Page extract:
'''
Notice of Inquiry; U.S. Inland Containerized Cargo Moving Through 
Canadian and Mexican Seaports

AGENCY: Federal Maritime Commission.

ACTION: Notice of Inquiry.

-----------------------------------------------------------------------

SUMMARY: The Federal Maritime Commission is issuing this Notice of 
Inquiry to solicit the public's views and information concerning 
factors that may cause or contribute to the shift of containerized 
cargo destined for U.S. inland points from U.S. to Canadian and Mexican 
seaports.

DATES: Comments are due on or before December 22, 2011.

ADDRESSES: Submit comments to: Karen V. Gregory, Secretary, Federal 
Maritime Commission, 800 North Capitol Street, NW., Washington, DC 
20573-0001, or email non-confidential comments to: Secretary@fmc.gov 
(email comments as attachments preferably in Microsoft Word or PDF)

FOR FURTHER INFORMATION CONTACT: Karen V. Gregory, Secretary, Federal 
Maritime Commission, 800 N. Capitol Street, NW., Washington, DC 20573-
0001, (202) 523-5725, Fax (202) 523-0014, Email: Secretary@fmc.gov, 
Rebecca A. Fenneman, General Counsel, Federal Maritime Commission, 800 
N. Capitol Street, NW., Washington, DC 20573-0001, (202) 523-5740, Fax 
(202) 523-5738, Email: GeneralCounsel@fmc.gov.

SUPPLEMENTARY INFORMATION: 

Background

    The Federal Maritime Commission (FMC or Commission) has received 
requests from United States Senators Patty Murray and Maria Cantwell 
(both of Washington), Members of Congress

[[Page 69272]]

Rick Larsen, Jay Inslee, Norm Dicks, Adam Smith, Dave Reichert, Jaime 
Herrera Beutler and Jim McDermott (all of Washington), and 
Congresswoman Laura Richardson (California), to study the impacts and 
the extent to which the U.S. Harbor Maintenance Tax (HMT), other U.S. 
policies, and other factors may incentivize container cargo to shift 
from U.S. West Coast ports to those located in Canada and Mexico. These 
requests also asked the Commission to make legislative and regulatory 
recommendations to address this concern.
    In recent years, there has been a steadily observed increase in the 
amount of U.S.-destined cargo moving through newly established west 
coast Canadian port Prince Rupert and the expanded Mexican port 
L[aacute]zaro C[aacute]rdenas. These same years saw investment in and 
promotion of Canadian and Mexican port and intermodal rail 
infrastructure, as well as changes to environmental requirements, 
security considerations, and customs inspection procedures.
    The HMT has also been the subject of recent congressional interest.
'''
Recorded information:
'''
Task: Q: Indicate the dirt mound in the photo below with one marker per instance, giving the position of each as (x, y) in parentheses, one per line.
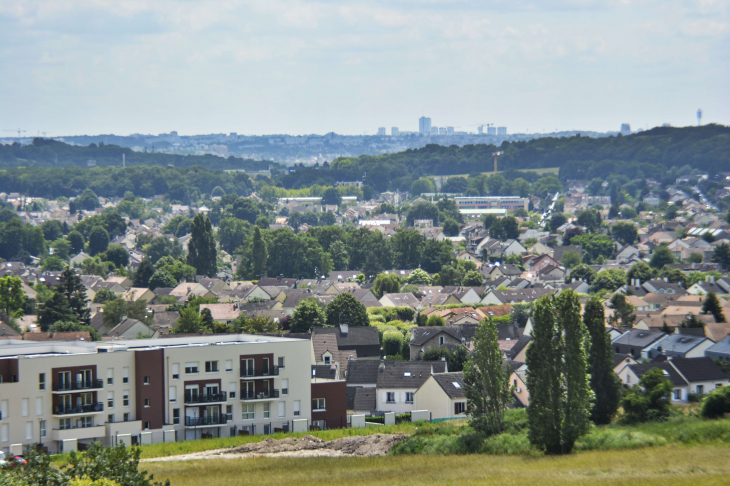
(364, 445)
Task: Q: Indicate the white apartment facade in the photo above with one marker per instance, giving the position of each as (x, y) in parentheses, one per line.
(63, 395)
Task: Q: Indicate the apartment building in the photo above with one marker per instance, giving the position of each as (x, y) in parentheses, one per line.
(64, 395)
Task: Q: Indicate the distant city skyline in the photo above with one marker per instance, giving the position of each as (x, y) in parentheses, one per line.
(301, 67)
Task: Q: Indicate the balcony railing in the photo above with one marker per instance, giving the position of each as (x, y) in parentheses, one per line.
(259, 372)
(206, 398)
(221, 419)
(78, 385)
(263, 395)
(92, 407)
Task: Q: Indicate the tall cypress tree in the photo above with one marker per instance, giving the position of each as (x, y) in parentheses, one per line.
(605, 384)
(557, 375)
(259, 253)
(201, 249)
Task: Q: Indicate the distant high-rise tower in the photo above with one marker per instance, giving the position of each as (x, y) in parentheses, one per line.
(424, 126)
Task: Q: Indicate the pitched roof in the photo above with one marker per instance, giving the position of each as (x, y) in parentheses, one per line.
(451, 383)
(698, 369)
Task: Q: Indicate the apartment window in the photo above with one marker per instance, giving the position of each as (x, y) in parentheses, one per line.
(247, 411)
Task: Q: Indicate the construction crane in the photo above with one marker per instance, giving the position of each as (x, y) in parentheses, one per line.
(496, 155)
(16, 130)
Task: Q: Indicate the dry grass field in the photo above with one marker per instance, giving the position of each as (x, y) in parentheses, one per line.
(668, 465)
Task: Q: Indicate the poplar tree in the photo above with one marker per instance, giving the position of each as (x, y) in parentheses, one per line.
(202, 253)
(557, 374)
(486, 381)
(260, 254)
(605, 384)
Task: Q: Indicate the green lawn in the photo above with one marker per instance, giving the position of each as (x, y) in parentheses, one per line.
(675, 465)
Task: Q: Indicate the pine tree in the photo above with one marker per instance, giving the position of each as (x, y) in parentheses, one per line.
(201, 249)
(605, 384)
(711, 305)
(557, 375)
(486, 381)
(260, 254)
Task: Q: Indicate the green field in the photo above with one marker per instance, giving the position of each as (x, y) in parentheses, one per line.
(651, 466)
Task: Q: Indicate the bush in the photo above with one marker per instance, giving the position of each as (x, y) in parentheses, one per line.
(716, 403)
'''
Goal:
Reproduce the part of the notice of inquiry from "Rick Larsen, Jay" to "address this concern.", word for word.

Problem solution:
Rick Larsen, Jay Inslee, Norm Dicks, Adam Smith, Dave Reichert, Jaime 
Herrera Beutler and Jim McDermott (all of Washington), and 
Congresswoman Laura Richardson (California), to study the impacts and 
the extent to which the U.S. Harbor Maintenance Tax (HMT), other U.S. 
policies, and other factors may incentivize container cargo to shift 
from U.S. West Coast ports to those located in Canada and Mexico. These 
requests also asked the Commission to make legislative and regulatory 
recommendations to address this concern.